PROBLEM DESCRIPTION
Each record is to be transcribed in full and exactly.

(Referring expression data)

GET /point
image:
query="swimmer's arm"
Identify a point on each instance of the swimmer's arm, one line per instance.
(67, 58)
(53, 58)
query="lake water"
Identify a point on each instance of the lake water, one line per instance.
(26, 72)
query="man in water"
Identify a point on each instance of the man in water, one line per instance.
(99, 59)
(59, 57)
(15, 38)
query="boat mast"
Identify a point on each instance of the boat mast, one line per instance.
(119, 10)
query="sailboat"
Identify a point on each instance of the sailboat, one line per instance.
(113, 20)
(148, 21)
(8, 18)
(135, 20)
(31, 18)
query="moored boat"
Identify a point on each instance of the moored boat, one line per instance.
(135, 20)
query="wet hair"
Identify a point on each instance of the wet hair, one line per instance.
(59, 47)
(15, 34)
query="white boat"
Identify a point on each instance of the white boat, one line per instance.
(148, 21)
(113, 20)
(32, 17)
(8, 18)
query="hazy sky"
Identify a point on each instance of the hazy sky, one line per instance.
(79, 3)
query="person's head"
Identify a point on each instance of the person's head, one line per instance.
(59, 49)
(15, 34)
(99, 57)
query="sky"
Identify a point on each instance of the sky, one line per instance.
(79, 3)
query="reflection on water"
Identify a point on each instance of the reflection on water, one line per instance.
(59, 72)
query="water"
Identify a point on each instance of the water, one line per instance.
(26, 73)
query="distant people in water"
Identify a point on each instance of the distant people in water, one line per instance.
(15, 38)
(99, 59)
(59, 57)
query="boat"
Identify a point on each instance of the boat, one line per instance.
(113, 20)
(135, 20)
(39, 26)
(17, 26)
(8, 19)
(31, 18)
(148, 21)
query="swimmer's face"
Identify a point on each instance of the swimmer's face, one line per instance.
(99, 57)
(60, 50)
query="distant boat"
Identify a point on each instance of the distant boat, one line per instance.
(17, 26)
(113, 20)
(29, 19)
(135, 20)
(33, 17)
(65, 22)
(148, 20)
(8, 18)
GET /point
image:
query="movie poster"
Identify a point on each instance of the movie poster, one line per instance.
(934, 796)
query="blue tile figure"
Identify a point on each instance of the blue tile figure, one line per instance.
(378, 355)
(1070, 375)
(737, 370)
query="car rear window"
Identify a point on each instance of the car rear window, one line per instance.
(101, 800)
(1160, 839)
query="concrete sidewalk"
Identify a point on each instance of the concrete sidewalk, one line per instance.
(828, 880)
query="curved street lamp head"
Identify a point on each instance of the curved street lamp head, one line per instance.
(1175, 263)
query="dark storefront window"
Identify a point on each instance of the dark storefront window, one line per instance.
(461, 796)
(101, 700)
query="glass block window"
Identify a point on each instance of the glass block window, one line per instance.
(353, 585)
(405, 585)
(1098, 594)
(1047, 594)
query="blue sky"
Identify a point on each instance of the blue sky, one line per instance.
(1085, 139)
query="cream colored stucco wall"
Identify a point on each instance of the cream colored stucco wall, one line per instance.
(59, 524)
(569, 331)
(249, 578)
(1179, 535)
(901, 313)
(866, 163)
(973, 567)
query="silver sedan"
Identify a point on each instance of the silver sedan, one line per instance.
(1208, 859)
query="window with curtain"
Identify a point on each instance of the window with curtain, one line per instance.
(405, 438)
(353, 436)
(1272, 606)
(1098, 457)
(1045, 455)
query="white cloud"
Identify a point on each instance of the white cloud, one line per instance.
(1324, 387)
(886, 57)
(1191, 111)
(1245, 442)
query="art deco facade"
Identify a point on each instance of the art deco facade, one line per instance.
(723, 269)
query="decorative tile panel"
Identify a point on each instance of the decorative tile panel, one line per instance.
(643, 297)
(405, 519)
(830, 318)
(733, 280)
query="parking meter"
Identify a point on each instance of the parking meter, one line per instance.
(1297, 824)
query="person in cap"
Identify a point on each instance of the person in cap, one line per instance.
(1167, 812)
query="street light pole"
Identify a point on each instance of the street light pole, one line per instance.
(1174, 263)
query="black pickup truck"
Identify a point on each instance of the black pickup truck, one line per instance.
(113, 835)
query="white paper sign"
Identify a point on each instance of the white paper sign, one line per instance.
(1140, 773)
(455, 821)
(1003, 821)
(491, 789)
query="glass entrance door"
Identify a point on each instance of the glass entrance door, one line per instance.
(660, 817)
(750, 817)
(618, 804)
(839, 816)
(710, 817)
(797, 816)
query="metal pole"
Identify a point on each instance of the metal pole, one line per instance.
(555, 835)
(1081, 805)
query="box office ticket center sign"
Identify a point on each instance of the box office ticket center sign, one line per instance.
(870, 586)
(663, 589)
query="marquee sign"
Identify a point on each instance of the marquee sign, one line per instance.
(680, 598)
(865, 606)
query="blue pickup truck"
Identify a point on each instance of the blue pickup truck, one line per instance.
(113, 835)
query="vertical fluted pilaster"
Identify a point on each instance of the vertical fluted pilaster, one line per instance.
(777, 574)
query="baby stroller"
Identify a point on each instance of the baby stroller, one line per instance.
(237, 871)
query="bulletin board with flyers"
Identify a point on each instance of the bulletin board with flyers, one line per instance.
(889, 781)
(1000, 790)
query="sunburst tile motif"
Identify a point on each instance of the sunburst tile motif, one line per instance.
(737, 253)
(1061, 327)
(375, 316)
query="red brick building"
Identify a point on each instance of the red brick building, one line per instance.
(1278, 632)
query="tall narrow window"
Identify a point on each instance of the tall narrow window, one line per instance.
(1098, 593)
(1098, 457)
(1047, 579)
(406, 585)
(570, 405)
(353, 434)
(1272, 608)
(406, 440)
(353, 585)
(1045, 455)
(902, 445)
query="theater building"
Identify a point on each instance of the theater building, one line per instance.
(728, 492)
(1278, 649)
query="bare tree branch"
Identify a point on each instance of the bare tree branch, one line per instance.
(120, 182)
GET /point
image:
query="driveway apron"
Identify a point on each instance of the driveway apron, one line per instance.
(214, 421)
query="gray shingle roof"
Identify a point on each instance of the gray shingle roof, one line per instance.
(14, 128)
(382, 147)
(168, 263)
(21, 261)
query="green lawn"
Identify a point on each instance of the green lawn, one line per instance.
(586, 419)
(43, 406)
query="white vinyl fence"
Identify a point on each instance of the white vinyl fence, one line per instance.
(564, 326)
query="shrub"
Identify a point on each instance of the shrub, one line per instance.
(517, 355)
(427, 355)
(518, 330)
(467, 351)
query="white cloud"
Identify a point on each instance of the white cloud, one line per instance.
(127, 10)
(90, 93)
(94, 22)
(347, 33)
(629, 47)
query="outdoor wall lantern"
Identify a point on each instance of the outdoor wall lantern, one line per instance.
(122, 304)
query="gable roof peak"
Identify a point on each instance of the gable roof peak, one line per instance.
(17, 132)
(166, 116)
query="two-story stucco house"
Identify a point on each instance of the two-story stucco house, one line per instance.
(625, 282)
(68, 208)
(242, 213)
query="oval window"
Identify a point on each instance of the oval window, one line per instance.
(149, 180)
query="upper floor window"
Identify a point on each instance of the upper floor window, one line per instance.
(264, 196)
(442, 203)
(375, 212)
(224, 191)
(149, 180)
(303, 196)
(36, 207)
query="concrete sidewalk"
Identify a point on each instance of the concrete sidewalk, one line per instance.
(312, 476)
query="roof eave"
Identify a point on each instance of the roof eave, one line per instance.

RESULT OF THIS EXERCISE
GET /point
image:
query="swimmer's arm"
Identify a point on each instance of the swimmer's arm, one line per instance.
(67, 58)
(53, 58)
query="lake water"
Identify a point on each instance of the lake water, one line per instance.
(26, 72)
query="man in water"
Identify a point on each instance of the man in water, one line per instance.
(99, 59)
(59, 57)
(15, 38)
query="boat mast"
Identify a point on each instance of the boat mast, one line per instance.
(119, 10)
query="sailboat"
Identify a point on each instance of the sailboat, one line per instance.
(113, 20)
(148, 21)
(8, 18)
(135, 20)
(31, 18)
query="moored boat"
Identify a point on each instance of the moored boat, one line per instance.
(135, 20)
query="wet hair"
Identify a point on each instance of the wet hair, one line per instance.
(59, 47)
(15, 34)
query="white boat"
Identify a point on each instance of the white boat, one line per instance.
(148, 21)
(113, 20)
(32, 17)
(8, 18)
query="hazy sky"
Identify a point on each instance of the hazy sky, one line per instance.
(79, 3)
query="person's head"
Identify a point on each instance of the person's head, one line per instance.
(59, 49)
(15, 34)
(99, 57)
query="sky"
Identify a point on each instance of the sky, one line per instance.
(79, 3)
query="reflection on water"
Identify a point on each instance of the reflection on water, one line per instance.
(59, 72)
query="water"
Identify a point on each instance of the water, one line per instance.
(26, 73)
query="distant people in water"
Identify a point on each instance of the distant people in water, one line per instance.
(15, 38)
(99, 59)
(59, 57)
query="boat"
Identify a point on each instance of the boat, one line per instance.
(113, 20)
(135, 20)
(39, 26)
(17, 26)
(8, 19)
(31, 18)
(148, 21)
query="swimmer's face"
Identify a point on each instance of the swimmer's face, one line per instance.
(99, 57)
(60, 50)
query="distant boat"
Identify a point on each instance of the distant boat, one line per instance.
(17, 26)
(113, 20)
(29, 19)
(135, 20)
(33, 17)
(65, 22)
(148, 20)
(8, 18)
GET /point
image:
query="movie poster"
Identify a point on each instance of the movie poster, one line per instance.
(934, 796)
query="blue tile figure"
Identify a point on each instance of the blue tile figure, one line per instance.
(378, 355)
(1070, 375)
(737, 370)
query="car rear window"
Identify a point on each instance of the car rear window, one line per instance.
(101, 800)
(1160, 839)
query="concrete sidewalk"
Identify a point on each instance of the concrete sidewalk, one line per instance.
(828, 880)
query="curved street lamp head"
Identify a point on each instance of the curved street lamp head, one line per instance.
(1175, 263)
query="dark storefront window"
Identify a point on each instance of the dark storefront window, one line per instance.
(461, 796)
(101, 700)
query="glass block window"
Identify a point on each instance of the glass block window, one line per instance.
(353, 585)
(405, 585)
(1098, 594)
(1047, 594)
query="blue sky"
Identify a point on each instance of the blue sky, one line per instance.
(1085, 139)
query="cream colored stucco wall"
Identify a point on each instance of the cream colored stucco wall, one line per instance.
(59, 524)
(569, 331)
(249, 578)
(1179, 535)
(901, 313)
(866, 163)
(973, 567)
query="silver sedan"
Identify a point on each instance of the silver sedan, one line per instance.
(1208, 859)
query="window with curtain"
Identify a point on each instance of the window with curtain, one line per instance.
(405, 438)
(353, 436)
(1272, 606)
(1098, 457)
(1045, 455)
query="white cloud"
Identify a point on each instance of the white cloud, one line per instance.
(1324, 387)
(886, 57)
(1191, 111)
(1245, 442)
query="art deco facade"
Identify a point on each instance of the art deco facade, one line per instance.
(723, 269)
query="decorative tile panel"
Identify a point on each instance of the decorative tile panel, one line per instance.
(643, 297)
(405, 519)
(830, 318)
(733, 280)
query="parking meter"
Identify a point on each instance of the parking meter, one line per instance.
(1297, 824)
query="person in cap"
Identify a point on each instance of the person in cap, one line per instance.
(1167, 812)
query="street light pole"
Identify a point on each instance of the street light pole, one line per instance.
(1174, 263)
query="black pickup truck"
Identify a point on each instance of the black pickup truck, one line per instance.
(113, 835)
query="white paper sign"
Identify a point on each instance of the white paper sign, one line per instance.
(1140, 773)
(455, 821)
(1003, 821)
(491, 789)
query="glass entrance door"
Identify a point on each instance of the glass entrance door, one line per instance.
(660, 817)
(750, 817)
(618, 804)
(839, 816)
(710, 817)
(797, 816)
query="metal pole"
Identify a point on each instance of the metal pole, one line per instance.
(555, 835)
(1081, 805)
query="box office ticket center sign"
Identify a point on each instance of the box office ticket center sign, one line per instance.
(870, 586)
(663, 589)
query="marquee sign"
Identify a point on each instance of the marquee sign, one line per instance.
(680, 598)
(865, 606)
query="blue pickup truck"
Identify a point on each instance of the blue pickup truck, one line per instance.
(113, 835)
query="vertical fluted pilaster"
Identify a point on each instance of the vertical fluted pilaster, one line per instance.
(777, 574)
query="baby stroller"
Identify a point on each instance of the baby stroller, one line per instance.
(237, 871)
query="bulletin board with flyers"
Identify a point on each instance of the bulletin board with flyers, one line per instance.
(889, 781)
(1000, 790)
query="sunburst tile motif"
Identify a point on each instance of the sunburst tile motif, one line per instance.
(737, 253)
(1061, 327)
(375, 316)
query="red brick building"
Identify a point on each instance of the red brick building, one line per instance.
(1278, 632)
query="tall narrow window"
Identify a point on each instance of the tall narrow window, one line per instance.
(1098, 593)
(1098, 457)
(1047, 579)
(406, 585)
(570, 405)
(353, 434)
(1272, 608)
(406, 440)
(353, 585)
(1045, 455)
(902, 445)
query="theater building"
Identify a point on each instance of the theater building, one line per instance.
(728, 492)
(1278, 649)
query="bare tree branch"
Identify a point on each instance of the bare tree branch, one line per instance.
(120, 182)
GET /point
image:
query="driveway apron"
Identify a point on each instance of the driveway apron, one line per instance.
(214, 421)
query="gray shingle roof"
Identify a point on each instance of the gray shingle roof, one line per instance.
(14, 128)
(382, 147)
(168, 263)
(21, 261)
query="green lawn"
Identify a point on each instance of the green lawn, one line per instance.
(586, 419)
(43, 406)
query="white vinyl fence"
Identify a point on each instance of the white vinyl fence, one line per instance.
(564, 326)
query="shrub"
Identify a point on each instance of the shrub, one line per instance.
(517, 355)
(427, 355)
(518, 330)
(467, 351)
query="white cloud"
Identify a point on each instance of the white cloud, one line per instance.
(127, 10)
(90, 93)
(94, 22)
(347, 33)
(629, 47)
query="outdoor wall lantern"
Identify a point on each instance of the outdoor wall lantern, one line per instance.
(122, 304)
query="gable roof peak"
Identify a point on each instance of the gable roof peak, one line per instance.
(17, 132)
(166, 116)
query="two-story stucco house"
Identify a point on each instance of the two-story stucco house, one line per instance.
(625, 282)
(68, 208)
(242, 213)
query="oval window"
Identify a point on each instance of the oval window, one line per instance.
(149, 180)
query="upper floor window"
Identify a point on each instance of the upper floor window, one line per instance.
(264, 196)
(442, 203)
(375, 212)
(224, 191)
(149, 180)
(303, 196)
(36, 207)
query="concrete sidewalk"
Identify a point on each instance of the concrete sidewalk, one line per instance.
(312, 476)
query="roof eave"
Identify a point on each instance of the roof eave, one line per instance.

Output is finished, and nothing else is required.